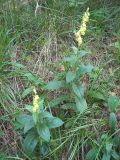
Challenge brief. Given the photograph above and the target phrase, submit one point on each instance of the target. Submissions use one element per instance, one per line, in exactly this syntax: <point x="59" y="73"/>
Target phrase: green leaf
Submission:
<point x="109" y="147"/>
<point x="91" y="155"/>
<point x="26" y="121"/>
<point x="33" y="78"/>
<point x="81" y="104"/>
<point x="115" y="155"/>
<point x="97" y="95"/>
<point x="26" y="92"/>
<point x="18" y="65"/>
<point x="113" y="103"/>
<point x="113" y="121"/>
<point x="54" y="122"/>
<point x="28" y="125"/>
<point x="29" y="108"/>
<point x="46" y="114"/>
<point x="85" y="68"/>
<point x="106" y="156"/>
<point x="71" y="59"/>
<point x="70" y="76"/>
<point x="44" y="132"/>
<point x="78" y="90"/>
<point x="55" y="102"/>
<point x="44" y="149"/>
<point x="53" y="85"/>
<point x="30" y="142"/>
<point x="75" y="49"/>
<point x="67" y="106"/>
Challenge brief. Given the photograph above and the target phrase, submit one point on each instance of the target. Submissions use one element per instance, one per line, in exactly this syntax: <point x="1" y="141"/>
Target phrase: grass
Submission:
<point x="37" y="45"/>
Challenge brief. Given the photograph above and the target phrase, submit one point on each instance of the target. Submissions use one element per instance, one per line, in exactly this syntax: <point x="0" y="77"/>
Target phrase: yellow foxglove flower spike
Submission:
<point x="35" y="101"/>
<point x="81" y="32"/>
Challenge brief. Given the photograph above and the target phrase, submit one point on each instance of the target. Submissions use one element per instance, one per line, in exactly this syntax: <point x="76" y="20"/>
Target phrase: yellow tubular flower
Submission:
<point x="35" y="101"/>
<point x="81" y="32"/>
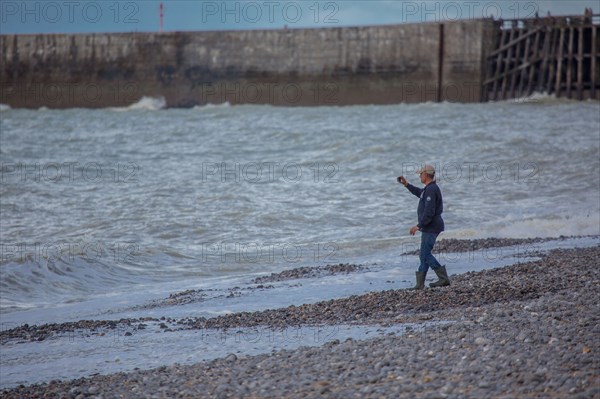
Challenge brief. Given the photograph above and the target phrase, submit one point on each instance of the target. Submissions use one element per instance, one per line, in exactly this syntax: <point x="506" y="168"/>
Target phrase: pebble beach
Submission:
<point x="529" y="330"/>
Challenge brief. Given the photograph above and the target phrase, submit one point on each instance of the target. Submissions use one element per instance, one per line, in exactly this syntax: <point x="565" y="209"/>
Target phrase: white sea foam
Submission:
<point x="145" y="103"/>
<point x="226" y="104"/>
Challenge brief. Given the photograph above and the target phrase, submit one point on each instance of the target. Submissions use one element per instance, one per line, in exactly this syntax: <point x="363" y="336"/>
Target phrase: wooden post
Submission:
<point x="570" y="62"/>
<point x="580" y="65"/>
<point x="498" y="67"/>
<point x="561" y="45"/>
<point x="506" y="63"/>
<point x="515" y="65"/>
<point x="593" y="77"/>
<point x="525" y="62"/>
<point x="553" y="57"/>
<point x="546" y="56"/>
<point x="532" y="68"/>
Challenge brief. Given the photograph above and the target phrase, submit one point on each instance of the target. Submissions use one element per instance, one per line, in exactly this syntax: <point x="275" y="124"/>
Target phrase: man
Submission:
<point x="430" y="224"/>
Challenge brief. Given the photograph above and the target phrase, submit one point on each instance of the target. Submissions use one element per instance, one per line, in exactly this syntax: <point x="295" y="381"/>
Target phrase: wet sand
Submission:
<point x="528" y="330"/>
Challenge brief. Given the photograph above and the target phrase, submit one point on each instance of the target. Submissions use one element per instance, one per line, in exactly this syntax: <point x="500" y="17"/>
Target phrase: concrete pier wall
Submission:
<point x="333" y="66"/>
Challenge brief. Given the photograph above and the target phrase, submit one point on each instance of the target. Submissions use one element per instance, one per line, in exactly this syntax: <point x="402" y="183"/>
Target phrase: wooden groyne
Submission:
<point x="553" y="55"/>
<point x="452" y="61"/>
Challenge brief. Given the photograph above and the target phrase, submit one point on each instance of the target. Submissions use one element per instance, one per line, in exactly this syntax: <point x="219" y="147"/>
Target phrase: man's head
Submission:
<point x="427" y="174"/>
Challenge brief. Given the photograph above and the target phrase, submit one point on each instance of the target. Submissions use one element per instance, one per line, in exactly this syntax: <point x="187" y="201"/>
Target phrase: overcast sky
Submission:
<point x="74" y="16"/>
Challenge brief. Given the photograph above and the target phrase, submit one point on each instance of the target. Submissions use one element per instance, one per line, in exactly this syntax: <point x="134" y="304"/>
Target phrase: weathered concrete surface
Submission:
<point x="334" y="66"/>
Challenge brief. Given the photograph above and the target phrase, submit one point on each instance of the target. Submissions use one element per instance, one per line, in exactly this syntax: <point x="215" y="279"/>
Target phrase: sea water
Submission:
<point x="99" y="204"/>
<point x="105" y="213"/>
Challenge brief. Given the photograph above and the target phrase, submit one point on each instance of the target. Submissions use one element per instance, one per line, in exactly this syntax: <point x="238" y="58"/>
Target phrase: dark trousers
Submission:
<point x="425" y="256"/>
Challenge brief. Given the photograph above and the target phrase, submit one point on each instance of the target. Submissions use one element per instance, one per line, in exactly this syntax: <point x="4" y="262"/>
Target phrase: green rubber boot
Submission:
<point x="420" y="281"/>
<point x="443" y="281"/>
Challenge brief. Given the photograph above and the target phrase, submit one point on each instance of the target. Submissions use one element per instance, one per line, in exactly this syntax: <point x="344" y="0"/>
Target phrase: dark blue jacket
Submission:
<point x="430" y="207"/>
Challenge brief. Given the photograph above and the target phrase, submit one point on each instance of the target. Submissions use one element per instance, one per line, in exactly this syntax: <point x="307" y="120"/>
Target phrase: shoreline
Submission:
<point x="549" y="300"/>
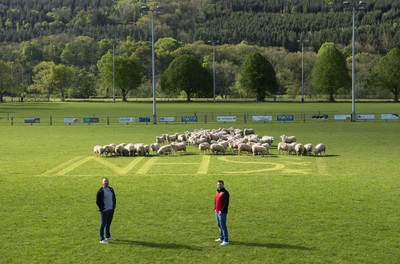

Problem to work on: Return every line above that contains the word "yellow".

Correct answer:
Target phrase: yellow foxglove flower spike
Target phrase: yellow tubular flower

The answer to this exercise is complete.